* Start *

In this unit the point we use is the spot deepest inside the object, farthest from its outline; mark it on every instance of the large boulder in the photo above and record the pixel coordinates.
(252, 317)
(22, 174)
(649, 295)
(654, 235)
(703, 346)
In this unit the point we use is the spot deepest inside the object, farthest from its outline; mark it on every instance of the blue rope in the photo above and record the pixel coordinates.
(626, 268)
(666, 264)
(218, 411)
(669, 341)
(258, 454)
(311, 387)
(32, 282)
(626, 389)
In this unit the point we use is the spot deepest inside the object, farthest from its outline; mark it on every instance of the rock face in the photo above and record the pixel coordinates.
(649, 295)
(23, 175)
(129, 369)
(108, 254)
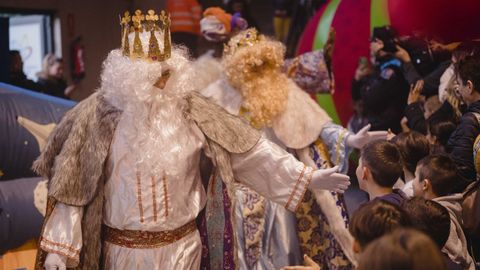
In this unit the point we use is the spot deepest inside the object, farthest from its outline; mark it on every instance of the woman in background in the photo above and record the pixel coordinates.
(51, 79)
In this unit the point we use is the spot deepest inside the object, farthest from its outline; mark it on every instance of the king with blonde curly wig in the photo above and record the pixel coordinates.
(255, 71)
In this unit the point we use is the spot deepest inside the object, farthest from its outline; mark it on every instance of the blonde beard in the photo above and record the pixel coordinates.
(264, 95)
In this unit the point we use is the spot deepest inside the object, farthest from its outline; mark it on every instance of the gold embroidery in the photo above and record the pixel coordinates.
(295, 188)
(145, 239)
(49, 250)
(139, 197)
(69, 248)
(154, 200)
(337, 149)
(165, 192)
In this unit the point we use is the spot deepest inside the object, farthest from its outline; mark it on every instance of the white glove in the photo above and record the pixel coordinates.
(329, 179)
(309, 265)
(55, 261)
(364, 136)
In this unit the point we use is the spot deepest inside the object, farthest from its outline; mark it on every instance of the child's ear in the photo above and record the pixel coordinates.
(356, 247)
(426, 185)
(469, 86)
(366, 173)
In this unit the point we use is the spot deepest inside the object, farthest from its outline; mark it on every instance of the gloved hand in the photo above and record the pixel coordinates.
(364, 136)
(329, 179)
(55, 261)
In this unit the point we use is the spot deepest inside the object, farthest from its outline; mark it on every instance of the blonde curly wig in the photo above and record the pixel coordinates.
(255, 71)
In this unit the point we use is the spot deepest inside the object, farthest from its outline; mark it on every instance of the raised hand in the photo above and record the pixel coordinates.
(402, 54)
(415, 91)
(55, 261)
(364, 136)
(329, 179)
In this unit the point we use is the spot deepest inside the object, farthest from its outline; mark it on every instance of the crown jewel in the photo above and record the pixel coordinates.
(245, 38)
(140, 24)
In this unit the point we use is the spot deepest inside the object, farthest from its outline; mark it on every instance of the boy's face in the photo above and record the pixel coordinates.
(417, 184)
(464, 90)
(360, 172)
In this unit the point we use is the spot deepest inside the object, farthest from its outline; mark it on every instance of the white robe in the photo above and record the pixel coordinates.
(138, 201)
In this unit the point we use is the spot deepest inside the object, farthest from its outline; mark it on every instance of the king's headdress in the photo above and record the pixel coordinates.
(151, 25)
(245, 38)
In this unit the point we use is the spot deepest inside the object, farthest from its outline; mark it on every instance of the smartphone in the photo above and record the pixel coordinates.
(363, 61)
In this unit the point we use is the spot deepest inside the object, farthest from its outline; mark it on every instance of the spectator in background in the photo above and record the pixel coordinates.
(185, 18)
(435, 179)
(413, 146)
(16, 76)
(432, 219)
(379, 168)
(419, 62)
(384, 92)
(460, 144)
(242, 7)
(400, 250)
(438, 132)
(51, 78)
(282, 13)
(371, 221)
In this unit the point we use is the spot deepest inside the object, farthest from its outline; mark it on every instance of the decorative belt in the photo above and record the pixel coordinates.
(145, 239)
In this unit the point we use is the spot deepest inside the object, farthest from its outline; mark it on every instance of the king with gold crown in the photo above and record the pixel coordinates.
(124, 166)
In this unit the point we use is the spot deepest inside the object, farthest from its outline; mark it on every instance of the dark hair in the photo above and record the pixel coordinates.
(13, 53)
(466, 48)
(430, 218)
(441, 171)
(384, 161)
(413, 146)
(469, 69)
(375, 218)
(388, 36)
(400, 250)
(441, 129)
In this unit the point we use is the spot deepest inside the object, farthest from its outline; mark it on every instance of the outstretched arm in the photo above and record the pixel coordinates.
(278, 176)
(62, 236)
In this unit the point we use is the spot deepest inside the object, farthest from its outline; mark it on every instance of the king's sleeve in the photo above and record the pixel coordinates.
(62, 233)
(273, 173)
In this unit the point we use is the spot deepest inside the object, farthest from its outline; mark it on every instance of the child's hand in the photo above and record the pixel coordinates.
(309, 265)
(415, 91)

* End *

# OBJECTIVE
Exclude the images and reproduce the remaining data exactly.

# FINISHED EXERCISE
In this unit the point we use is the spot deepest inside the object, farthest from its outline; mark it on every instance of the large boulder in the photo above and record the pixel coordinates.
(252, 317)
(22, 174)
(649, 295)
(654, 235)
(703, 346)
In this unit the point we use is the spot deepest inside the object, farthest from its outline; mark it on every instance of the blue rope in the photo above and record the pixel coordinates.
(626, 268)
(666, 264)
(218, 411)
(669, 341)
(258, 454)
(311, 387)
(32, 282)
(626, 389)
In this unit the point we use is the spot deepest inside the object, farthest from its outline; mark it on every instance of the rock face in the photo above and record the pixel coordinates.
(649, 295)
(23, 175)
(129, 369)
(108, 254)
In this unit the point we use is the spot deepest inside the object, farthest from its outline; mark it on every instance of the woman in background in the photo above and record the pixel coordinates.
(51, 79)
In this unit the point we use is the spot deepest inside the object, farthest from its outline; mark it on every instance of the king with blonde curly wig in the photo above and record the pixel coordinates.
(255, 71)
In this unit the point we use is the spot deepest inside the object, farthest from its outline; mark it on every instance of the blonde beard in the photo above and record the pixel coordinates.
(264, 95)
In this unit the point we use is the spot deepest inside the object, farthest from its outline; mark it on every instance of the gold embroidery in the photo above and record the pixel coordinates.
(295, 188)
(145, 239)
(49, 250)
(139, 197)
(69, 248)
(154, 200)
(337, 149)
(165, 192)
In this unit the point we use is the spot deepest inside the object, farthest from its outline; mark it on every instance of the white glove in the photo above and record the pixel coordinates.
(329, 179)
(309, 265)
(55, 261)
(364, 136)
In this unit the point we use is the spot deepest inside the object, farthest from its outline; mark it on every instance of the child's ear in the photo above and record the pixel coordinates.
(356, 247)
(426, 185)
(469, 86)
(366, 173)
In this unit the point we use is the spot deepest inside the object, farthest from its outline; mark it on every instance of the gloved hand in the photo above and record the pixel coordinates.
(364, 136)
(329, 179)
(55, 261)
In this unit the point we use is the spot deepest inside the object, farthest from its outline; mark it on every instance of the blonde curly wig in the photo above and record the pixel coordinates.
(255, 71)
In this unit the point we use is the spot deepest inside the object, farthest from its outline; mark it on every instance of the raised hand in the photo above and record the pixel coordinates.
(402, 54)
(415, 91)
(55, 261)
(364, 136)
(329, 179)
In this unit the point we use is the spot deepest inside the object, farthest from its outline; mark it on every instance of the crown jewel in the photo above and record the pixel coordinates.
(245, 38)
(140, 24)
In this unit the point we use is the spot deepest inside the object, farthest from its outline; mark it on every instance of the boy's face in the photo above and record the pixel coordinates.
(417, 184)
(464, 90)
(360, 172)
In this unit the point we use is the spot deepest inside the object, farthest from its outline; mark it on every instance of the white robe in the photo above and record the pixel coordinates.
(138, 201)
In this unit the point we use is the spot deepest inside the object, farthest from its outline; mark it on every instance of the king's headdress in the photo above and record the pixel coordinates.
(151, 25)
(245, 38)
In this unit the point we use is the spot deepest inside the object, farthest from its outline; mark it on every instance of the smartphone in the photo above and record the pixel coordinates.
(363, 61)
In this unit the point we use is the spot deepest inside the object, farthest from its outline; mark it on every instance of the spectator in background in the photo above and record the pixel coordinates.
(185, 18)
(435, 179)
(413, 146)
(16, 76)
(432, 219)
(379, 168)
(419, 62)
(384, 92)
(460, 144)
(242, 7)
(400, 250)
(438, 132)
(51, 78)
(282, 13)
(371, 221)
In this unit the point we use is the spot deepest inside the object, farthest from its outline; mark it on every instance of the decorative belt in the photo above and record the pixel coordinates.
(145, 239)
In this unit the point we use is the spot deepest inside the object, farthest from its outline; mark it on every instance of the king with gold crown in the photo above and record the pixel coordinates.
(124, 166)
In this unit the point we use is the spot deepest inside the object, farthest from its outline; mark it on every instance of the dark hair in the photo above and record the pixel coordinates.
(13, 53)
(466, 48)
(430, 218)
(441, 171)
(384, 161)
(413, 146)
(469, 69)
(375, 218)
(388, 36)
(400, 250)
(441, 129)
In this unit the point we use is the spot deepest inside the object, farthest from its outline; mark it on every instance of the outstretched arm in the photo above and record the pixel coordinates.
(278, 176)
(62, 236)
In this unit the point we use is the spot deepest inside the object, farthest from its outline; mark it on every instance of the king's sleeve in the photo above and record the pixel coordinates.
(62, 233)
(273, 173)
In this unit the point we use is the spot deepest inside the object, farthest from its outline; mark it on every instance of the child's hand in the photo above and record the pixel coordinates.
(309, 265)
(415, 91)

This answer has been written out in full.